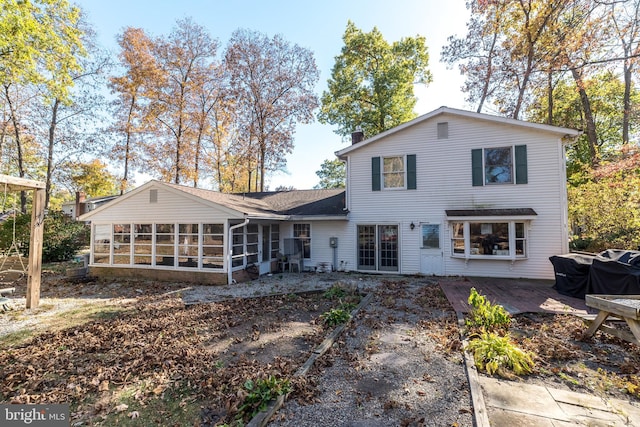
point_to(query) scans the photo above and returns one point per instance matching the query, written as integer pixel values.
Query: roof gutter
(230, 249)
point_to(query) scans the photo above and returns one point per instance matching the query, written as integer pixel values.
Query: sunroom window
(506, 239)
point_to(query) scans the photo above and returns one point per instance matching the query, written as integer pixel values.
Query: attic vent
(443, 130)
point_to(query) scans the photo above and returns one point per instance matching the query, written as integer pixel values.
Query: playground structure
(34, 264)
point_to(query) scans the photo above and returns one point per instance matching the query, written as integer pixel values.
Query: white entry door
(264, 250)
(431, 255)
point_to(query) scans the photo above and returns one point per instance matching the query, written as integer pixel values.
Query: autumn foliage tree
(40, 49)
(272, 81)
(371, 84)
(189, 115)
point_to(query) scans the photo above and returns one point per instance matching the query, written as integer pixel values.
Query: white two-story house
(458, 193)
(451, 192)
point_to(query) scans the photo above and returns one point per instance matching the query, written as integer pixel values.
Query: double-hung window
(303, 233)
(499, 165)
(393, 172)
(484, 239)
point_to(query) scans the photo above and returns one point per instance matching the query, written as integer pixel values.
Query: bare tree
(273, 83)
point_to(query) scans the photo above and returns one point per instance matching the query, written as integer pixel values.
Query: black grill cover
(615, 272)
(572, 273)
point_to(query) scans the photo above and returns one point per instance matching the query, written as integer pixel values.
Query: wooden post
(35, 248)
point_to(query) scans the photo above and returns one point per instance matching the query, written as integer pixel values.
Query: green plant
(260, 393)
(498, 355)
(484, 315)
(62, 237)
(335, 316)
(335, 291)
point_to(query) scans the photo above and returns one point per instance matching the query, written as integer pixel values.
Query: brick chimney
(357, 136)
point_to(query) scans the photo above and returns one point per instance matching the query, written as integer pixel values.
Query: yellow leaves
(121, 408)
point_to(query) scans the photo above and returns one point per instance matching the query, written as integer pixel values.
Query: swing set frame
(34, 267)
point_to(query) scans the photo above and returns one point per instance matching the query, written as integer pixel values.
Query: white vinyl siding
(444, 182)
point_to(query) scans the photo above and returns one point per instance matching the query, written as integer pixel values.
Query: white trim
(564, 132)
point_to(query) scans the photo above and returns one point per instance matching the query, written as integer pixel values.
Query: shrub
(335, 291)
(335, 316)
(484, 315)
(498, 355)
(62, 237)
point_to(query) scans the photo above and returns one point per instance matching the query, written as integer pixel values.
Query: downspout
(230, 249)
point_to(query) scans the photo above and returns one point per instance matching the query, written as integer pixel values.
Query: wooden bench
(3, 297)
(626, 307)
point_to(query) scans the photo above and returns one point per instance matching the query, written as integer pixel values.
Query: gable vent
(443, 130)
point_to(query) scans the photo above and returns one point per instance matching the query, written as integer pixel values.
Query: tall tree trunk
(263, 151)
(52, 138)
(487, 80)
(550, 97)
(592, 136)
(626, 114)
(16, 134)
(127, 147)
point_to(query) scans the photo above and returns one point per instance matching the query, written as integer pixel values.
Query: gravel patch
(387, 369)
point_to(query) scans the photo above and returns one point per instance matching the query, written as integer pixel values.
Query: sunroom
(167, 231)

Directions for this task: Print the data exactly as written, dropping any images it holds.

Exercise solution:
point_to(query) scans the photo above and returns one point per instance matching the query, written as integer pixel values.
Query: roof gutter
(230, 249)
point_to(query) scans the photo above and returns one point per instance matching the query, written as integer pixel values.
Query: sunroom window
(506, 239)
point_to(query) scans the photo above and returns one point per instance matching the query, written as integer pixel values.
Query: attic vent
(443, 130)
point_to(query) scans the photo above and returns one point per instance matching the query, written as integer pixel values.
Query: playground structure
(34, 264)
point_to(query) scans the photo above and returns one point per instance matching the query, written as integer pixel values.
Query: white entry door
(264, 250)
(431, 255)
point_to(query) scans the photo above and returns one point per instance matching the query, written as integer pixel values.
Query: autumn foliage tree
(40, 49)
(272, 81)
(371, 84)
(189, 115)
point_to(query) scans the photo above and returns one point per instance matching the query, written as integer pixel values.
Query: white two-story house
(458, 193)
(451, 192)
point_to(query) scans the photo above and returns one point per instance matching the query, written as integer pixel values.
Query: double-hung window
(303, 233)
(499, 165)
(393, 172)
(484, 239)
point_to(query) scans the photo above and returns one point per instance matching the query, written as integer pixel values.
Query: bare tree
(273, 83)
point_to(query) scans the photo above and returns one point per instance matching the query, written as integer pixel values.
Query: black grill cover
(615, 272)
(572, 273)
point_to(query) scans the photo above and returns one point per instance matching the query, written as integer pixel values.
Query: wooden post
(35, 248)
point_to(query) scans the photo above and returns one point per instance matching the query, written as integer pixel values.
Query: green plant
(260, 393)
(498, 355)
(484, 315)
(62, 237)
(335, 316)
(335, 291)
point_to(query) scans the photo above and returns one point per instance matching the query, written as integer pixel values.
Query: brick chimney
(357, 136)
point_to(query) scans the photo above and returns one point per instance matching the query, written as integer pixel values.
Query: yellow leaves
(121, 408)
point_to(query) scans the photo above and returns one point per instance matching the query, written as integer pixel values.
Query: swing set frame
(34, 267)
point_to(query) scans the photo above and returns one point per instance matching the query, written as integer pixel values.
Query: white vinyl siding
(444, 182)
point_to(query) scans the photo above and returns one point per instance matching the query, written as integer pixel values.
Query: white trim
(564, 132)
point_to(query) scans the photo above and returns one point per instance matching the query, written as integer pixel values.
Query: shrub
(335, 291)
(335, 316)
(484, 315)
(498, 355)
(62, 237)
point_to(query) scans the photo above and returns one point per instance matching the query, written as integer pixel values.
Query: downspout
(230, 249)
point_to(query) scans the photo above and returns one point per instance matching the query, written as integer pixel values.
Query: wooden bench
(3, 297)
(626, 307)
point_to(query) scans the photo above and returns one point per instance matching the query, written as integer pixel values.
Query: gable vent
(443, 130)
point_to(query) scans the photo above and returns one point per instance matching the query, written as integer pixel values.
Query: tall tree trunk
(263, 151)
(52, 138)
(487, 80)
(550, 97)
(592, 136)
(626, 114)
(16, 134)
(127, 147)
point_to(query) scans the photo above and returns one point per instance matching the query, written as integer pixel values.
Query: gravel patch
(387, 369)
point_to(query) scans the photo above and returns one point per instance matching the query, written as integer pixel values.
Query: sunroom
(167, 231)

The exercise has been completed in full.